• YOUR TASK:
Please answer these questions from the account of returning to yoga:
1. At what age did the writer enter the workforce?
2. Where was the ashram the writer had recently returned from?
3. Where did the yoga studio move after leaving the house?

Along with my self-righteous attitude, thinking I was intellectually above most, I was terrified I was a failure. I feared people would see through me and realize I was inadequate and a phony. I harbored these feelings despite my proven accomplishments. I was haunted by the insecurities and anxieties.

The years of high pressure from the job, divorce, single parenting and negative self-talk cumulatively led to a breakdown of sorts. When I was on the verge of taking stress leave, I was fortuitously laid off. I found respite in a few weeks of unemployment. Then, despite my perceived intellectual handicap, I landed several lucrative contracts. After all the experience I had gained, I hoped I would finally be confident in these new roles. Instead, the same old fears and stressors were back.

I finally got the kick in the pants I needed and got off the crazy train. The kick came in the form of a flat employment market and no job offers. None. This was a first for me; I had been in the workforce since I was 14 years old.

Somewhere between the layoff and the dearth of job offers, I stumbled across an oasis in the form of a little yoga studio in a young woman’s home. She had invited the community into her home for a satsang, which is a neighborly get-together to celebrate joyful living. This resonated with me. I had recently returned from a six-week “check-your-ego-at-the-door” ashram east of Montreal. Satsangs were a daily celebration there. I felt fortunate to find like-minded individuals living in my home town, of all places.

That get-together was the catalyst for my return to yoga. That, along with a number of other soul-searching endeavors culminated in a new-found respect and connection with yoga.

That was three years ago. The yoga studio moved out of a house and into a downtown location. True to my somewhat excessive personality, I became a daily (sometimes twice a day) attendee. The teacher had a gift for teaching. She embodied yoga and was an example of how one can live life in a balanced fashion – integrating mind, spirit and body. It was through her calm, heartfelt asanas and meditation that I was able to begin to connect with my innermost self.

• SUPPLIED DATA:
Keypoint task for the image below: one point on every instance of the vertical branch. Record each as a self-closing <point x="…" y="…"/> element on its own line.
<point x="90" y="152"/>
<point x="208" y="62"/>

• TASK ANSWER:
1. At 14 years old.
2. East of Montreal.
3. To a downtown location.